Data supplied -
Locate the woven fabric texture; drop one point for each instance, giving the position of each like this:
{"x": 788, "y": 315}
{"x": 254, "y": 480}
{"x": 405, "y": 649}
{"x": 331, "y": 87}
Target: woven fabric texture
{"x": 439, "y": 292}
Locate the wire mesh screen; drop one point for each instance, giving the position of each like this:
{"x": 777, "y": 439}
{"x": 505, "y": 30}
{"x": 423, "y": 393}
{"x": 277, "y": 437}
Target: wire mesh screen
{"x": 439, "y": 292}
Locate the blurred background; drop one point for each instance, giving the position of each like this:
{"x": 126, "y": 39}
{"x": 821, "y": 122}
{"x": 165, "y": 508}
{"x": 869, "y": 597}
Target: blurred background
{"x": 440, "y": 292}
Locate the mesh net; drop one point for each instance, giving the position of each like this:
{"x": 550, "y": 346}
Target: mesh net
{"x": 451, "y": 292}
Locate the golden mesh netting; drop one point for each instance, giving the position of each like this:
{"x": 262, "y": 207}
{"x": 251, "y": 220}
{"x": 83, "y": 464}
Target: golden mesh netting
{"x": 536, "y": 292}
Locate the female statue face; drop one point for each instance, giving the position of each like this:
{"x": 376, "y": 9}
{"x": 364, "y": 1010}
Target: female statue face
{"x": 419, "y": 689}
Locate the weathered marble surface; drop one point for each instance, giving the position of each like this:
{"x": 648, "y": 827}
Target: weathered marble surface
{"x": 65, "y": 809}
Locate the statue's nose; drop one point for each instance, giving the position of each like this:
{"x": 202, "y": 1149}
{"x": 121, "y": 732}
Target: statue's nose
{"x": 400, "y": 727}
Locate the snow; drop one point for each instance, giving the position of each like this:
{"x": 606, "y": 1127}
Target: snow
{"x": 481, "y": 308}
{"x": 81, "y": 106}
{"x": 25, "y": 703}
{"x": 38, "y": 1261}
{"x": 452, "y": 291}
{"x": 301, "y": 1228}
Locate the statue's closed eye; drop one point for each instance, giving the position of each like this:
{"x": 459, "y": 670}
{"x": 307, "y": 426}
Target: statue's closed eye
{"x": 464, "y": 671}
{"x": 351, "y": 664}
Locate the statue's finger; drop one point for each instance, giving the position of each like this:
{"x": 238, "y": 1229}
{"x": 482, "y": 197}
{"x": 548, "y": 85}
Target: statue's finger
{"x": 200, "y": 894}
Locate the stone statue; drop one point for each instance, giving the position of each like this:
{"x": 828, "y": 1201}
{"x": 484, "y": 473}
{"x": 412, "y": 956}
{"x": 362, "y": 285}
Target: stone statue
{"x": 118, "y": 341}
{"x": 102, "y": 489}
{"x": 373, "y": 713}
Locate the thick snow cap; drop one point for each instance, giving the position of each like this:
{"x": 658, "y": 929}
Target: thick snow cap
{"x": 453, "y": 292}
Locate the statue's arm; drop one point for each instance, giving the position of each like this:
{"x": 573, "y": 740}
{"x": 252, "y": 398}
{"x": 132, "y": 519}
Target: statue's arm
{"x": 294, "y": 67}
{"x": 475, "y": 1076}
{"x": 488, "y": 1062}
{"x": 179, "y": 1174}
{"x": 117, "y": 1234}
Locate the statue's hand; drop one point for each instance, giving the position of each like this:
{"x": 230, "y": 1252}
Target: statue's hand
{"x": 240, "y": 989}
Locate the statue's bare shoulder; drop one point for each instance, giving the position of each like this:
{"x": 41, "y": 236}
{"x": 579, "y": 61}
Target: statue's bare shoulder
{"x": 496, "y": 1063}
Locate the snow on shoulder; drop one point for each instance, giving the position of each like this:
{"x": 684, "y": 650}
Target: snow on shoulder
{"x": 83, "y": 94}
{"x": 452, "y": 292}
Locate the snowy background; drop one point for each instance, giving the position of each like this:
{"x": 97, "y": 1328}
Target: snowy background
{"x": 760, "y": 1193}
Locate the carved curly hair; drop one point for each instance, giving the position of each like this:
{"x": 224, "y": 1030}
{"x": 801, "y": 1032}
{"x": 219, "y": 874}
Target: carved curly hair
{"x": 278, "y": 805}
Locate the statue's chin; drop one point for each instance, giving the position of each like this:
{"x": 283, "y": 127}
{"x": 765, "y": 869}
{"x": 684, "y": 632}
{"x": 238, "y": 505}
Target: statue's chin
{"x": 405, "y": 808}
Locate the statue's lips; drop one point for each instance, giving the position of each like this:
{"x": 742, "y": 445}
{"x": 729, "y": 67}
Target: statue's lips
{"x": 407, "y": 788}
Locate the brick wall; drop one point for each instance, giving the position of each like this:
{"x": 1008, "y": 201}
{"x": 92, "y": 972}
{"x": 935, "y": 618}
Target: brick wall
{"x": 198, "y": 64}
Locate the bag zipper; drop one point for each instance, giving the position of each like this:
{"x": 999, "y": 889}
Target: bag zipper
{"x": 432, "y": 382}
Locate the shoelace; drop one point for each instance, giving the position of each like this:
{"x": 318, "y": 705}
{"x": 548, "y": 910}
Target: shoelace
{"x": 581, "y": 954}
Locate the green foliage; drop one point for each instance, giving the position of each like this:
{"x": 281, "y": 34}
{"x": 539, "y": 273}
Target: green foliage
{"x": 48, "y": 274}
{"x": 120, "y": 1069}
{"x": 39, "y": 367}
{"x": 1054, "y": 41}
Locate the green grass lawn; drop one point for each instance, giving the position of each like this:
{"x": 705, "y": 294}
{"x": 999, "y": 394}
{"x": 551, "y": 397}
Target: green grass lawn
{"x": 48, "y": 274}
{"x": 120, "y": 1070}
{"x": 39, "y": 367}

Task directions -
Having read the material, set all of it down again without a single difference.

Completed exercise -
Locate the woven fabric texture; drop one point for each instance, giving the position of each like this:
{"x": 788, "y": 315}
{"x": 254, "y": 480}
{"x": 405, "y": 649}
{"x": 331, "y": 87}
Target: woven fabric texture
{"x": 439, "y": 292}
Locate the wire mesh screen; drop one point for each instance, giving the position of each like this:
{"x": 777, "y": 439}
{"x": 505, "y": 30}
{"x": 423, "y": 393}
{"x": 277, "y": 437}
Target: wire mesh screen
{"x": 439, "y": 292}
Locate the blurred background; drop one point for each instance, giving the position of each like this:
{"x": 126, "y": 39}
{"x": 821, "y": 122}
{"x": 165, "y": 508}
{"x": 869, "y": 597}
Target: blurred background
{"x": 440, "y": 292}
Locate the mesh net; drop one point for each instance, giving the position of each like this:
{"x": 550, "y": 346}
Target: mesh net
{"x": 451, "y": 292}
Locate the golden mesh netting; drop one point for each instance, giving the position of each like this:
{"x": 262, "y": 207}
{"x": 251, "y": 220}
{"x": 83, "y": 464}
Target: golden mesh netting
{"x": 536, "y": 292}
Locate the female statue face; drop one point for each instance, giving the position of each like this:
{"x": 376, "y": 9}
{"x": 364, "y": 1010}
Target: female statue face
{"x": 419, "y": 689}
Locate the weathered marble surface; drop one point for each instance, giving the position of each like this:
{"x": 648, "y": 827}
Target: weathered marble surface
{"x": 65, "y": 809}
Locate the statue's nose; drop one point for each instance, giving the position of each like this:
{"x": 202, "y": 1149}
{"x": 121, "y": 732}
Target: statue's nose
{"x": 400, "y": 727}
Locate the snow; drop one point for each instance, giving the position of each like this:
{"x": 606, "y": 1127}
Target: snow
{"x": 481, "y": 308}
{"x": 81, "y": 106}
{"x": 25, "y": 703}
{"x": 38, "y": 1261}
{"x": 452, "y": 291}
{"x": 301, "y": 1228}
Locate the statue's closed eye; drop one point for each instance, giving the position of each like this:
{"x": 459, "y": 670}
{"x": 307, "y": 426}
Target: statue's closed eye
{"x": 464, "y": 671}
{"x": 351, "y": 664}
Locate the statue's finger; drop one point for each instance, giving the position of each like this:
{"x": 238, "y": 1229}
{"x": 482, "y": 197}
{"x": 548, "y": 85}
Target: statue's finger
{"x": 200, "y": 894}
Locate the stone statue; drop one point for each instance, giving the position of each like this:
{"x": 828, "y": 1201}
{"x": 484, "y": 473}
{"x": 412, "y": 956}
{"x": 362, "y": 285}
Target: stone statue
{"x": 118, "y": 341}
{"x": 102, "y": 489}
{"x": 373, "y": 713}
Locate the thick snow cap; drop one point for each instance, giving the position of each like this:
{"x": 658, "y": 929}
Target: thick snow cap
{"x": 453, "y": 292}
Locate the statue's arm; drop one point for each instance, giving the position of each like this:
{"x": 573, "y": 740}
{"x": 252, "y": 398}
{"x": 132, "y": 519}
Target: statue's arm
{"x": 294, "y": 67}
{"x": 475, "y": 1076}
{"x": 488, "y": 1062}
{"x": 179, "y": 1174}
{"x": 117, "y": 1234}
Locate the statue's hand; drop one point for each instance, giving the position of each like this:
{"x": 230, "y": 1252}
Target: statue's hand
{"x": 240, "y": 989}
Locate the statue's bare shoulder; drop one point for each instance, giving the position of each like this:
{"x": 41, "y": 236}
{"x": 579, "y": 61}
Target: statue's bare shoulder
{"x": 496, "y": 1063}
Locate the snow on shoulder; drop one point for each instance, giving the position of each like this:
{"x": 684, "y": 650}
Target: snow on shoulder
{"x": 83, "y": 94}
{"x": 452, "y": 292}
Locate the snowy background; drop one point for each instance, giving the position of each like this:
{"x": 97, "y": 1328}
Target: snowy background
{"x": 760, "y": 1193}
Locate the carved curly hair; drop one point for each instance, giving the position of each like this:
{"x": 224, "y": 1030}
{"x": 801, "y": 1032}
{"x": 219, "y": 874}
Target: carved curly hair
{"x": 278, "y": 805}
Locate the statue's chin; drop one point for each instance, giving the position of each like this:
{"x": 283, "y": 127}
{"x": 765, "y": 869}
{"x": 684, "y": 632}
{"x": 238, "y": 505}
Target: statue's chin
{"x": 405, "y": 808}
Locate the statue's lips; drop one point for each instance, giving the position of each like this:
{"x": 742, "y": 445}
{"x": 729, "y": 67}
Target: statue's lips
{"x": 407, "y": 788}
Locate the brick wall; drop one point for each instance, giving the position of each like this:
{"x": 1008, "y": 201}
{"x": 92, "y": 972}
{"x": 935, "y": 618}
Target: brick wall
{"x": 198, "y": 64}
Locate the bag zipper; drop one point for each instance, giving the position of each like this:
{"x": 999, "y": 889}
Target: bag zipper
{"x": 432, "y": 382}
Locate the shoelace; drop one point for each instance, giving the position of each like this:
{"x": 318, "y": 705}
{"x": 548, "y": 910}
Target: shoelace
{"x": 581, "y": 954}
Locate the green foliage; drop one point for each instance, giving the position of each like this:
{"x": 281, "y": 34}
{"x": 539, "y": 273}
Target: green foliage
{"x": 48, "y": 274}
{"x": 120, "y": 1069}
{"x": 39, "y": 367}
{"x": 1054, "y": 41}
Locate the green grass lawn; drop one point for each instance, giving the position of each like this:
{"x": 705, "y": 294}
{"x": 999, "y": 394}
{"x": 551, "y": 397}
Target: green grass lawn
{"x": 48, "y": 274}
{"x": 120, "y": 1070}
{"x": 39, "y": 367}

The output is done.